ACTIVITY: Down to the last line, reproduce the data below exactly.
======== RECORDS TO PROCESS
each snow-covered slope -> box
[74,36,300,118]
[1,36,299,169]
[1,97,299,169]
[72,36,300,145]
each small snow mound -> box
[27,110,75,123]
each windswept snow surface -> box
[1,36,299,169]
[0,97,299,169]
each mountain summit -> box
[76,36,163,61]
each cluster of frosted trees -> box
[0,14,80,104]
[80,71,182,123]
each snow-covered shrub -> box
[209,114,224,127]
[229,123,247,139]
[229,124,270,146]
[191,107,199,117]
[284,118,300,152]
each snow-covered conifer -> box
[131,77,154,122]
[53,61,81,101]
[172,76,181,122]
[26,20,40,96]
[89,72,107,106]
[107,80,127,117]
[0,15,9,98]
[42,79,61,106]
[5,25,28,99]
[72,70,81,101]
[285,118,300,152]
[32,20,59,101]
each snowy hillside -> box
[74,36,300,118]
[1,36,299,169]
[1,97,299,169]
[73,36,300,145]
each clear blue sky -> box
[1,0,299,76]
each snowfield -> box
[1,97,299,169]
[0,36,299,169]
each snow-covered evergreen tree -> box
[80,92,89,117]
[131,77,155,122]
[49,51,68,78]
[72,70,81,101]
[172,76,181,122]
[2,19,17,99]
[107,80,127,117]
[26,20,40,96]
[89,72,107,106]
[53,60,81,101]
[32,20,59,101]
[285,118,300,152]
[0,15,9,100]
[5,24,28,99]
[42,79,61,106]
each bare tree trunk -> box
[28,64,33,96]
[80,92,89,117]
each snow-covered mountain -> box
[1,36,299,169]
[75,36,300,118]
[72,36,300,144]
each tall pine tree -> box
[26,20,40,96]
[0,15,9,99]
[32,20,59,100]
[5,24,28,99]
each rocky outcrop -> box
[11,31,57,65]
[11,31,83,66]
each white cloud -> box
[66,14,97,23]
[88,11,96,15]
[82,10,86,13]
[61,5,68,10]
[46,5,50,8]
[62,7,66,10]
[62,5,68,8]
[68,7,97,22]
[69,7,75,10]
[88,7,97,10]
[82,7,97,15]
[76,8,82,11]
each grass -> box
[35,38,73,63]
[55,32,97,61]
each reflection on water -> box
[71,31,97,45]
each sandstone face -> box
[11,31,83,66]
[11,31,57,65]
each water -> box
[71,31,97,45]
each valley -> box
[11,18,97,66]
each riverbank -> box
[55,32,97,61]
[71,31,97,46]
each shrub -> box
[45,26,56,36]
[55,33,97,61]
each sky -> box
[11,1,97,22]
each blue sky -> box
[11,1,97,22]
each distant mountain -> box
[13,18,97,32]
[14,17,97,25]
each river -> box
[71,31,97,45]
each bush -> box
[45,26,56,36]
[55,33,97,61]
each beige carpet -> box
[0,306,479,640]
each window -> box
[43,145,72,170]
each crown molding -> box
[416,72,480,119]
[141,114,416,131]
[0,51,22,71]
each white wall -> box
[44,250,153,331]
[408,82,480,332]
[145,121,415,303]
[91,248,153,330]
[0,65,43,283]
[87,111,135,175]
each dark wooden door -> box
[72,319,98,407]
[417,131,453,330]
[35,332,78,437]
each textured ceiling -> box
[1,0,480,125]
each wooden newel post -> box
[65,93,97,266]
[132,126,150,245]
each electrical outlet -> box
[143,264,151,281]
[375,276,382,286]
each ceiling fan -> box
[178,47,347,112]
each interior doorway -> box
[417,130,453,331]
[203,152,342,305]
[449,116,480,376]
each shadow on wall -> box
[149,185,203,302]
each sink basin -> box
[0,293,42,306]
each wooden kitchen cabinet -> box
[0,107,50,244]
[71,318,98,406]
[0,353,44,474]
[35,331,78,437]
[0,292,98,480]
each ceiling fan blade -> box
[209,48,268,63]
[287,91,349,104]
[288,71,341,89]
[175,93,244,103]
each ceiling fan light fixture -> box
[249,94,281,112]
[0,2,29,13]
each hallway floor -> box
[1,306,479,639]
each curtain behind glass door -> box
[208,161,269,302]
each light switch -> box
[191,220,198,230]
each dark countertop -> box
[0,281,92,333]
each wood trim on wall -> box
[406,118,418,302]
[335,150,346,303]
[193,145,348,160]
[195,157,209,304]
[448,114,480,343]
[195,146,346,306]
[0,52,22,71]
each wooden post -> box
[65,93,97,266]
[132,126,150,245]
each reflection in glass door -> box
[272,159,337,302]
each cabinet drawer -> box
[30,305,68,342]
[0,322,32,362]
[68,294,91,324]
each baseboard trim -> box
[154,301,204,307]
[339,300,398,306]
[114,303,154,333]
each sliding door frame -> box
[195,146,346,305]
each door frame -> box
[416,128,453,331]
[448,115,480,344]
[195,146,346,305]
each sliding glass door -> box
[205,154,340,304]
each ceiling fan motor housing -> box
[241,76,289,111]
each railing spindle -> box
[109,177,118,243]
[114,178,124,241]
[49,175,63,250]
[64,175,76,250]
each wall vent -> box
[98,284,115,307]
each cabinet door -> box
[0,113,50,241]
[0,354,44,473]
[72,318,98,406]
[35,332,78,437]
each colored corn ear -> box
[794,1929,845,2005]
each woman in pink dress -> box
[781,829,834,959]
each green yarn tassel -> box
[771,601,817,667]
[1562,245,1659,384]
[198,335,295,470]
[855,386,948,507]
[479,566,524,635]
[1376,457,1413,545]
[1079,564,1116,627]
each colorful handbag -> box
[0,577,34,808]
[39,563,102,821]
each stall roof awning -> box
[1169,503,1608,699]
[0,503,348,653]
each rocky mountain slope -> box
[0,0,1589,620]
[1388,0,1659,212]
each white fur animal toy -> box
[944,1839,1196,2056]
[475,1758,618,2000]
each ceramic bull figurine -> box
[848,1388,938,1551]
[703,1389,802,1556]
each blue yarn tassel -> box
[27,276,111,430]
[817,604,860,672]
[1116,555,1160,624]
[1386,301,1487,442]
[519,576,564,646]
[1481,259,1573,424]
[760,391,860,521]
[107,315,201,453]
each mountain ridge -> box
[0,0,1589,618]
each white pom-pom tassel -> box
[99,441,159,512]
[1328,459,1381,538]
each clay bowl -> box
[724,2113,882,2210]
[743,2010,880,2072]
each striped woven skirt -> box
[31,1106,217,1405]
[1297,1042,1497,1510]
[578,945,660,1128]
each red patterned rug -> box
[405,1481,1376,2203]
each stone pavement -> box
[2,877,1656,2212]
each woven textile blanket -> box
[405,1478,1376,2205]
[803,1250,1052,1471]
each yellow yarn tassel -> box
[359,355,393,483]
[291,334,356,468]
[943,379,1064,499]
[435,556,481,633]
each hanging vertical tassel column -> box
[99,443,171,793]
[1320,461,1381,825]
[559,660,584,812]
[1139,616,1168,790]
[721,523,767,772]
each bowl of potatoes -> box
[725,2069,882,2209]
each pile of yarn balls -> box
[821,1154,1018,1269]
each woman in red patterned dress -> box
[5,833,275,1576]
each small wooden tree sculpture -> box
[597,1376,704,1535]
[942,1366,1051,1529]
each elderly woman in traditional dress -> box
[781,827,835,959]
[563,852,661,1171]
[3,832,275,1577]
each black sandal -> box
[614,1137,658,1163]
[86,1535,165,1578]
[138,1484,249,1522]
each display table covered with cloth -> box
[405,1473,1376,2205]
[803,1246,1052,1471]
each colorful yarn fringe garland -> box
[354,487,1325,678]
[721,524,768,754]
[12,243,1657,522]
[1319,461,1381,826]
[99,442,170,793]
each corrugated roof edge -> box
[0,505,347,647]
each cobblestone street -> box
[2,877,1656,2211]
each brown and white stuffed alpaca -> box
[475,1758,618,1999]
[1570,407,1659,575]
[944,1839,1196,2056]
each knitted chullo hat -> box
================
RESULT OF THIS TASK:
each snow-covered slope -> box
[74,36,300,118]
[1,36,299,169]
[1,97,299,169]
[72,36,300,145]
each small snow mound -> box
[27,110,75,123]
each windswept snow surface -> box
[1,36,299,169]
[0,97,299,169]
each mountain summit -> box
[76,36,163,61]
each cluster of frosted trees -> box
[0,14,80,104]
[80,71,182,123]
each snow-covered shrub -> box
[209,114,224,127]
[229,123,247,139]
[229,124,270,146]
[191,107,199,117]
[284,118,300,152]
each snow-covered conifer -> box
[131,77,154,122]
[53,61,81,101]
[172,76,181,122]
[26,20,40,96]
[89,72,107,106]
[107,80,127,117]
[0,15,9,98]
[42,79,61,106]
[5,25,28,99]
[72,70,81,101]
[285,118,300,152]
[32,20,59,101]
each snowy hillside -> box
[74,36,300,118]
[1,36,299,169]
[1,97,299,169]
[73,36,300,145]
each clear blue sky -> box
[1,0,299,76]
each snowfield -> box
[1,97,299,169]
[0,36,299,169]
each snow-covered evergreen tree -> box
[80,92,89,117]
[131,77,155,122]
[49,51,68,78]
[72,70,81,101]
[172,76,181,122]
[2,19,17,99]
[107,80,127,117]
[26,20,40,96]
[89,72,107,106]
[53,60,81,101]
[32,20,59,101]
[285,118,300,152]
[0,15,9,100]
[5,24,28,99]
[42,79,61,106]
each bare tree trunk -> box
[28,64,33,96]
[80,92,89,117]
each snow-covered mountain -> box
[1,36,299,169]
[75,36,300,118]
[72,36,300,144]
each tall pine tree -> box
[26,20,40,96]
[0,15,9,99]
[32,20,59,100]
[5,24,28,99]
each rocky outcrop -> box
[11,31,57,65]
[11,31,83,66]
each white cloud -> box
[66,14,97,23]
[88,11,96,15]
[82,10,86,13]
[61,5,68,10]
[46,5,50,8]
[62,7,66,10]
[62,5,68,8]
[68,7,97,22]
[69,7,75,10]
[88,7,97,10]
[82,7,97,15]
[76,8,82,11]
each grass -> box
[35,38,73,63]
[55,32,97,61]
each reflection on water -> box
[71,31,97,45]
each sandstone face -> box
[11,31,83,66]
[11,31,57,65]
each water -> box
[71,31,97,45]
each valley -> box
[11,18,97,66]
each riverbank -> box
[55,32,97,61]
[71,31,97,46]
each shrub -> box
[45,26,56,36]
[55,33,97,61]
each sky -> box
[11,1,97,22]
each blue sky -> box
[11,1,97,22]
each distant mountain -> box
[13,18,97,32]
[14,17,97,25]
each river -> box
[71,31,97,45]
each bush -> box
[45,26,56,36]
[55,33,97,61]
each beige carpet -> box
[0,306,479,640]
each window -> box
[43,145,72,170]
each crown molding -> box
[416,72,480,119]
[141,114,416,131]
[0,51,22,71]
each white wall -> box
[44,250,153,331]
[408,82,480,332]
[145,121,415,303]
[91,248,153,330]
[0,65,43,283]
[87,111,135,175]
each dark wooden door -> box
[72,319,98,407]
[417,131,453,330]
[35,332,78,437]
each textured ceiling -> box
[1,0,480,125]
each wooden newel post -> box
[65,93,97,266]
[132,126,150,245]
each electrical outlet -> box
[143,264,151,281]
[375,276,382,286]
each ceiling fan -> box
[178,47,347,112]
each interior doorway -> box
[417,130,453,331]
[203,152,342,305]
[449,116,480,376]
each shadow on wall -> box
[149,185,203,302]
each sink basin -> box
[0,293,42,306]
each wooden kitchen cabinet -> box
[0,107,50,244]
[71,318,98,406]
[0,353,44,474]
[35,331,78,437]
[0,292,98,480]
each ceiling fan blade -> box
[209,48,268,63]
[287,91,349,104]
[288,71,341,89]
[175,93,244,103]
each ceiling fan light fixture -> box
[249,94,281,112]
[0,2,29,13]
each hallway floor -> box
[1,306,479,639]
each curtain behind glass door -> box
[208,161,269,302]
each light switch -> box
[191,220,198,230]
each dark countertop -> box
[0,281,92,333]
each wood trim on wall -> box
[406,118,418,302]
[335,150,346,303]
[193,145,348,160]
[195,157,209,304]
[448,114,480,343]
[195,146,346,306]
[0,52,22,71]
each wooden post -> box
[65,93,97,266]
[132,126,150,245]
each reflection in glass door -> box
[272,159,337,302]
each cabinet drawer -> box
[30,305,68,342]
[0,322,32,362]
[68,294,91,324]
each baseboard trim -> box
[154,301,204,307]
[339,300,398,306]
[114,303,154,333]
each sliding door frame -> box
[195,146,346,305]
each door frame -> box
[416,128,453,331]
[448,115,480,344]
[195,146,346,305]
each sliding glass door -> box
[205,154,340,304]
each ceiling fan motor housing -> box
[241,76,289,111]
each railing spindle -> box
[109,177,118,243]
[114,178,124,241]
[49,175,63,250]
[64,175,76,250]
each wall vent -> box
[98,284,115,307]
each cabinet door -> box
[0,113,50,241]
[0,354,44,473]
[72,318,98,406]
[35,332,78,437]
each colored corn ear -> box
[794,1929,845,2005]
each woman in pink dress -> box
[781,829,834,959]
each green yarn tassel -> box
[771,601,817,667]
[1562,245,1659,384]
[198,335,295,470]
[855,386,948,507]
[479,566,524,635]
[1376,457,1413,545]
[1079,564,1116,627]
each colorful handbag -> box
[0,577,34,808]
[39,563,102,821]
each stall roof awning -> box
[1169,503,1608,699]
[0,503,348,653]
each rocky mountain slope -> box
[0,0,1589,620]
[1388,0,1659,212]
each white fur animal toy -> box
[944,1839,1196,2056]
[475,1758,618,2000]
each ceramic bull figurine -> box
[848,1388,938,1551]
[703,1389,802,1556]
each blue yarn tassel -> box
[27,276,111,430]
[817,604,860,672]
[1116,555,1160,624]
[1386,301,1487,442]
[519,576,564,646]
[1481,259,1573,424]
[760,391,860,521]
[107,315,201,453]
each mountain ridge -> box
[0,0,1589,618]
each white pom-pom tassel -> box
[99,441,159,512]
[1328,459,1381,538]
each clay bowl -> box
[724,2113,882,2210]
[743,2010,880,2072]
each striped woven skirt -> box
[31,1106,217,1405]
[1297,1042,1497,1510]
[578,945,660,1128]
each red patterned rug -> box
[405,1481,1376,2203]
each stone pavement -> box
[2,877,1656,2212]
each woven textile blanket -> box
[405,1478,1376,2205]
[803,1250,1052,1471]
each yellow yarn tassel -> box
[359,355,393,483]
[291,334,356,468]
[943,379,1064,499]
[435,556,481,633]
each hanging vertical tassel column -> box
[99,443,171,793]
[1320,461,1381,825]
[559,660,584,812]
[1139,616,1168,790]
[721,523,767,772]
each bowl of potatoes -> box
[725,2069,882,2209]
each pile of yarn balls -> box
[821,1154,1018,1269]
each woman in red patterned dress -> box
[5,833,275,1576]
each small wooden tree sculpture -> box
[597,1376,704,1535]
[942,1366,1051,1529]
each elderly woman in traditional dress -> box
[781,827,835,959]
[563,852,661,1171]
[3,832,275,1577]
each black sandal -> box
[614,1137,658,1163]
[86,1535,165,1578]
[138,1484,249,1522]
each display table covered with cloth -> box
[405,1473,1376,2205]
[803,1246,1052,1471]
each colorful yarn fringe garland -> box
[354,487,1325,678]
[721,524,768,754]
[12,243,1657,522]
[1319,461,1381,826]
[99,442,170,793]
each corrugated roof edge -> box
[0,505,347,647]
each cobblestone street -> box
[2,877,1656,2211]
each brown and white stuffed alpaca -> box
[475,1758,618,1999]
[1570,407,1659,575]
[944,1839,1196,2056]
each knitted chullo hat -> box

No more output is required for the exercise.